---------- RECORD SET
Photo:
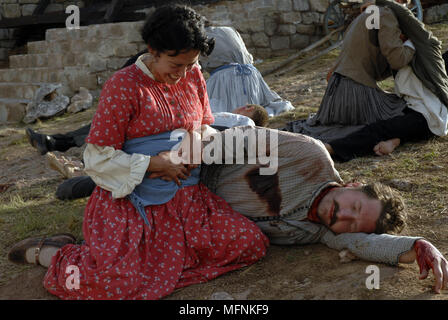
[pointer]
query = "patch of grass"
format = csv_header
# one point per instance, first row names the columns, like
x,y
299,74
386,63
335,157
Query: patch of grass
x,y
36,211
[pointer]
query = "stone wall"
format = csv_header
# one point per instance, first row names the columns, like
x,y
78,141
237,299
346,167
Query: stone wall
x,y
20,8
271,27
267,26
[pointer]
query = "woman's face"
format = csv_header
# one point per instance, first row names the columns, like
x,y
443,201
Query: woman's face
x,y
170,69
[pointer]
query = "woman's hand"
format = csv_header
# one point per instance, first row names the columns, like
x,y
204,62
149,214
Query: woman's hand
x,y
162,166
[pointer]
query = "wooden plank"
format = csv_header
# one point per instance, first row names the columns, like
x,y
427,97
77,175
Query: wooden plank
x,y
113,10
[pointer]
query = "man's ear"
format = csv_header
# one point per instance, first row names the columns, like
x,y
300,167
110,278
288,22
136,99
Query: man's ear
x,y
354,184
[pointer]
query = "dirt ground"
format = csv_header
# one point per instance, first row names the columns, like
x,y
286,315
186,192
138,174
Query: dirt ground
x,y
309,272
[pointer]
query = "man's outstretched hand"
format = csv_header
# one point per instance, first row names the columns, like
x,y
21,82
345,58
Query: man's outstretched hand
x,y
428,257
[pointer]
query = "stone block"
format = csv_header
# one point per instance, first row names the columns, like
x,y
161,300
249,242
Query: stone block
x,y
311,18
436,14
280,42
260,40
300,41
247,39
255,25
5,34
9,44
270,25
116,63
97,64
12,112
284,5
54,7
28,9
262,53
4,53
11,11
319,5
306,29
37,46
301,5
286,29
290,17
126,50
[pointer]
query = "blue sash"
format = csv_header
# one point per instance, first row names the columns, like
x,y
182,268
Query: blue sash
x,y
241,70
157,191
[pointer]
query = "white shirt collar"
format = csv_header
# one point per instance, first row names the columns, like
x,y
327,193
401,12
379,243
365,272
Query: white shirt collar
x,y
142,66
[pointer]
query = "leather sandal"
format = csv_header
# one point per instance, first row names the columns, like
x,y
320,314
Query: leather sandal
x,y
37,140
17,254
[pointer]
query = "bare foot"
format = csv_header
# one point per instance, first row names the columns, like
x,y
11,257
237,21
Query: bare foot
x,y
386,147
329,148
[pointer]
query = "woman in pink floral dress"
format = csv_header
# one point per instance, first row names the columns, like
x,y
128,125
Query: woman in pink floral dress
x,y
145,237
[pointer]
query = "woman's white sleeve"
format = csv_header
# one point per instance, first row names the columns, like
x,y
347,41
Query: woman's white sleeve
x,y
115,170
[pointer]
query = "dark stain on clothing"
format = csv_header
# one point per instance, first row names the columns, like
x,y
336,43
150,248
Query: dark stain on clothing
x,y
310,172
267,188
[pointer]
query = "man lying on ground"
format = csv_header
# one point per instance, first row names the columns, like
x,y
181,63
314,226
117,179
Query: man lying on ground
x,y
357,118
303,199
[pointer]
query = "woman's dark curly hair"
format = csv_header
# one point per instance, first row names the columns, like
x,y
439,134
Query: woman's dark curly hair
x,y
177,28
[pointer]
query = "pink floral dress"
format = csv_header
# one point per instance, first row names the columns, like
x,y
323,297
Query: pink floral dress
x,y
194,237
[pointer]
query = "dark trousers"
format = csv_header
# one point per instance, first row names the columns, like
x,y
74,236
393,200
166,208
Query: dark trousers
x,y
412,126
63,142
445,58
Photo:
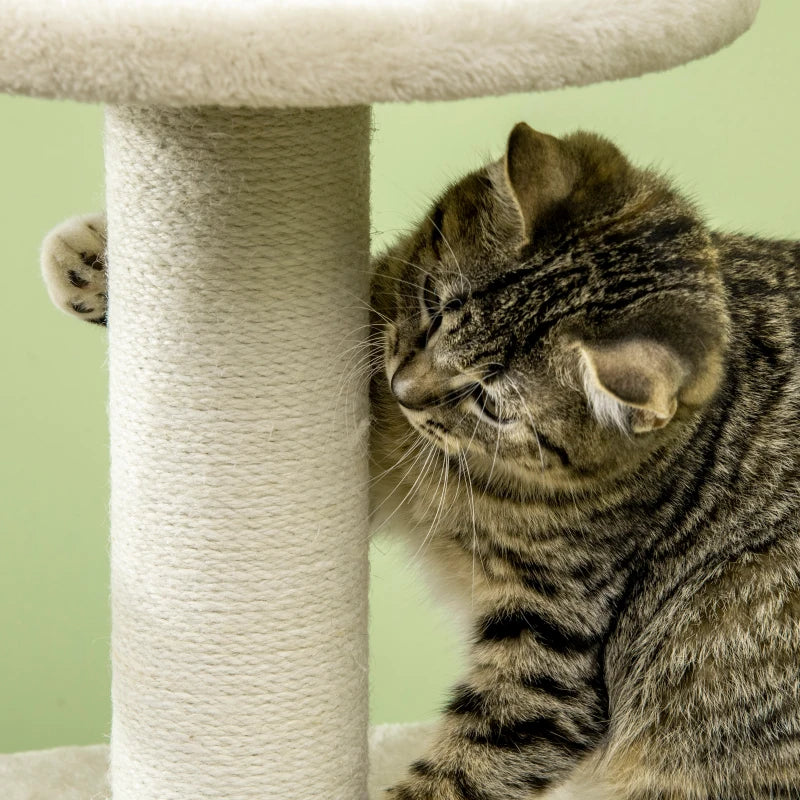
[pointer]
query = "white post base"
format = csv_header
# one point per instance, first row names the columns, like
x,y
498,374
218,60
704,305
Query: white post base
x,y
238,259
--------------------
• _YOUR GOAL_:
Your task is to set down the records shown above exactly, minus any pictures.

• _RESPONSE TO THE EXERCISE_:
Photo:
[pointer]
query = "patch of grass"
format = csv_header
# one point per instance, first row names the columns, like
x,y
299,74
386,63
335,157
Query: patch of grass
x,y
36,211
[pointer]
query = "stone wall"
format = csv_header
# one point per instance, first row names the columns, like
x,y
78,141
237,299
346,167
Query: stone wall
x,y
20,8
271,27
267,26
[pointer]
query = "woman's face"
format = csv_header
# one point per instance, first row names the columns, like
x,y
443,201
Query: woman's face
x,y
170,69
[pointer]
query = "woman's hand"
format = csv_header
# one point per instance, first row names the columns, like
x,y
204,62
149,214
Query: woman's hand
x,y
162,166
[pointer]
query = "wooden plank"
format = csv_header
# one point per instance, first row names the columns, like
x,y
427,97
77,175
Query: wooden plank
x,y
113,10
[pointer]
query = "man's ear"
format = csv_header
# one point per instance, first row names the columns, like
x,y
300,167
110,278
288,22
136,99
Query: man's ear
x,y
354,184
[pointer]
query = "dirt ground"
format = csv_header
# one point per instance, first row names the columns, like
x,y
286,315
186,192
138,174
Query: dirt ground
x,y
309,272
[pointer]
query = "man's outstretched hand"
format = csv_header
# one point per instance, first row names the columns, like
x,y
21,82
345,58
Query: man's outstretched hand
x,y
428,257
[pointer]
query = "stone block"
format = csv_header
# one point per instance, first row names the columns, like
x,y
161,300
249,242
Query: stone block
x,y
311,18
436,14
280,42
260,40
300,41
247,39
255,25
5,34
9,44
270,25
116,63
97,64
12,112
284,5
54,7
28,9
262,53
4,53
11,11
319,5
306,29
37,46
301,5
286,29
290,17
126,50
[pointer]
query = "blue sash"
format = csv_header
# one point per instance, first row names the columns, like
x,y
182,268
Query: blue sash
x,y
241,70
157,191
[pointer]
query = "white shirt collar"
format = csv_header
# one point per instance, first row names the columns, like
x,y
327,193
401,12
379,243
365,272
Query: white shirt collar
x,y
142,66
[pointer]
query = "leather sandal"
format = csv_header
# one point per instance, first row names the columns, like
x,y
320,314
Query: leather sandal
x,y
37,140
17,254
[pointer]
query = "bare foot"
format = csv_header
# one point per instance, first row names the columns, like
x,y
11,257
237,21
Query: bare foot
x,y
386,147
329,148
[pointer]
query = "woman in pink floral dress"
format = csv_header
# one point per instance, first row names the columns, like
x,y
128,125
Query: woman in pink floral dress
x,y
145,237
[pointer]
query = "woman's white sleeve"
format = csv_header
# one point per instance, first row names the columns, like
x,y
347,41
Query: woman's white sleeve
x,y
115,170
[pointer]
query = "dark stain on clothing"
format = csv_header
# one point per instance, first row names the columns, like
x,y
336,43
150,248
Query: dark stain on clothing
x,y
310,172
267,188
[pointer]
query = "man lying on ground"
format = csv_header
# one point per instance, first row names the columns, like
x,y
181,63
314,226
117,179
Query: man lying on ground
x,y
357,118
303,199
[pointer]
query = "woman's dark curly hair"
format = csv_header
# one point per instance, first row names the columns, like
x,y
439,134
Query: woman's dark curly hair
x,y
177,28
[pointer]
query = "pink floral dress"
format = csv_header
# one point per instance, first row names the columns, like
x,y
323,297
Query: pink floral dress
x,y
194,237
[pointer]
query = "dark trousers"
format = csv_header
# one point per instance, first row names the columns, like
x,y
74,236
393,200
166,208
Query: dark trousers
x,y
412,126
63,142
445,58
Photo:
[pointer]
query = "white post base"
format = csv_header
# one point per instance, first row names the columns, like
x,y
498,374
218,60
704,305
Query: white post base
x,y
238,259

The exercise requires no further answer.